• _DIRECTIONS_:
1. From the post on Adblock Plus history, write out the part that opens with the words containing "Creating quality software" and closes with "should be. Why?".
2. Pick up the post on Adblock Plus history where it stops and keep writing it.

• _PROVIDED TEXT_:
■ ■ ■ ■ ■
Adblock Plus and (a little) more

Creating quality software · 2008-09-13 15:56 by Wladimir Palant

It got quiet around Adblock Plus again after some great strides towards Adblock Plus 0.8. That doesn’t mean however that nothing is happening, on the contrary. However, when I was about to add another small user interface change (one of the few that are still due for 0.8 release), I noticed that this is way more complicated than it should be. Why?

You have to look at the history of Adblock Plus. Most of the original code was written on two days in December 2005. Goal was to create a cleaned up version of Adblock, and I was in a big hurry because I was afraid that Adblock project maintainer would soon loose interest again and go back to Adblock 0.6 (which was never released). There was not much time to do code design, but there also was no real need — that original code only had the features you would find in Adblock, and it was a very simple extension (even after it was released a little later with some additional features, it was only 25 kB as opposed to the 64 kB of the then-current Adblock version).
■ ■ ■ ■ ■
• _MATERIAL SUPPLIED_:
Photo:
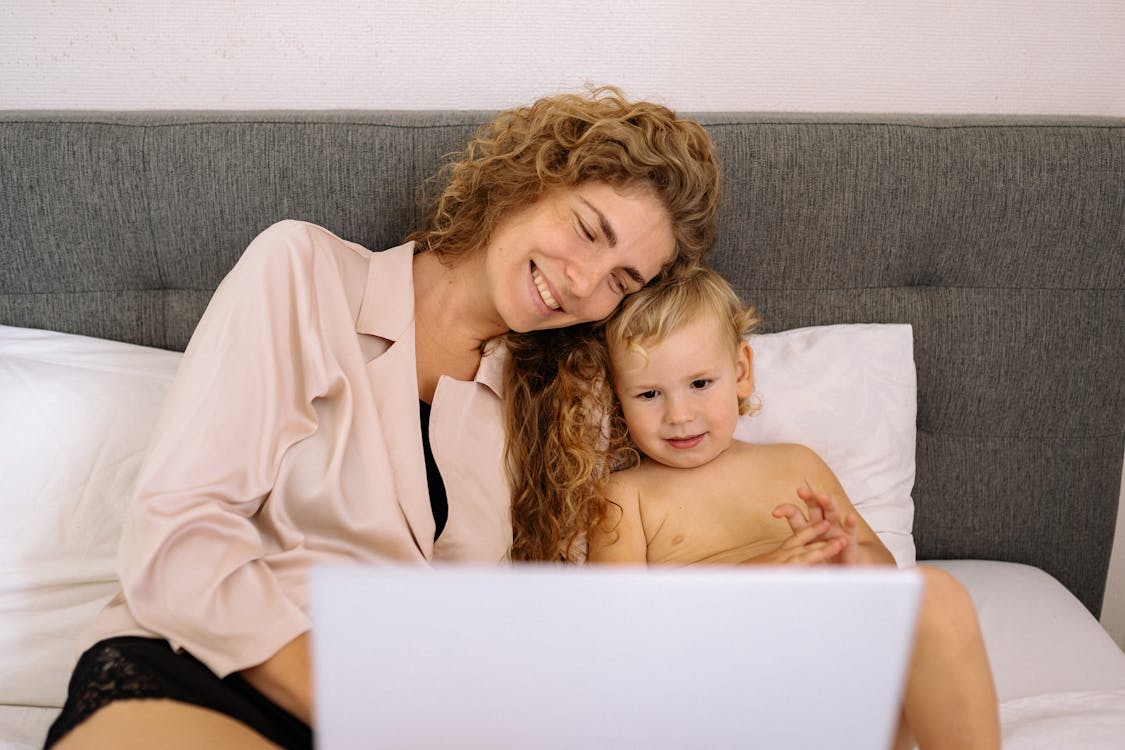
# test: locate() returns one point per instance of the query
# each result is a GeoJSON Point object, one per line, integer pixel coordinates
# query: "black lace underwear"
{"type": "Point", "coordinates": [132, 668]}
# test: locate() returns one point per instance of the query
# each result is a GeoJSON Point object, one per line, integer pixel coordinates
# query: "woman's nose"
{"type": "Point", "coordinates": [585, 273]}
■ ■ ■ ■ ■
• _ANSWERS TO THE EXERCISE_:
1.
Creating quality software · 2008-09-13 15:56 by Wladimir Palant

It got quiet around Adblock Plus again after some great strides towards Adblock Plus 0.8. That doesn’t mean however that nothing is happening, on the contrary. However, when I was about to add another small user interface change (one of the few that are still due for 0.8 release), I noticed that this is way more complicated than it should be. Why?

2.
And where are we now? Yes, much has changed. My original code was never released as Adblock, instead I had to fork the project. The filters are no longer a plain list of strings stored in prefs.js where there are only two types of filters (simple filters and regular expressions). There are far more options now (whitelisting, comments, element hiding, filter options etc), there is also various metadata stored for each filter (enabled/disabled, hit count etc), filters are organized hierarchically (mostly due to filter subscriptions), and instead of bloating prefs.js with all that data we now have our own storage file with its own storage format. And rather than matching each URL against all filters, different filter types are applied in a different way and better (and more complicated) matching algorithms are used. The code size almost quadrupled. And still, the core Adblock Plus code remains almost as unstructured as it was at the very beginning.

You see the problem? We got to the point where changing anything in the core is very risky and requires many (sometimes non-obvious) considerations. And while so far regressions in Adblock Plus releases were very uncommon (largely thanks to the efforts of the development build users), this isn’t a good situation to be in. So after we have been largely rethinking Adblock Plus user interface for Adblock Plus 0.8 I decided to go a step further and redesign the core code as well.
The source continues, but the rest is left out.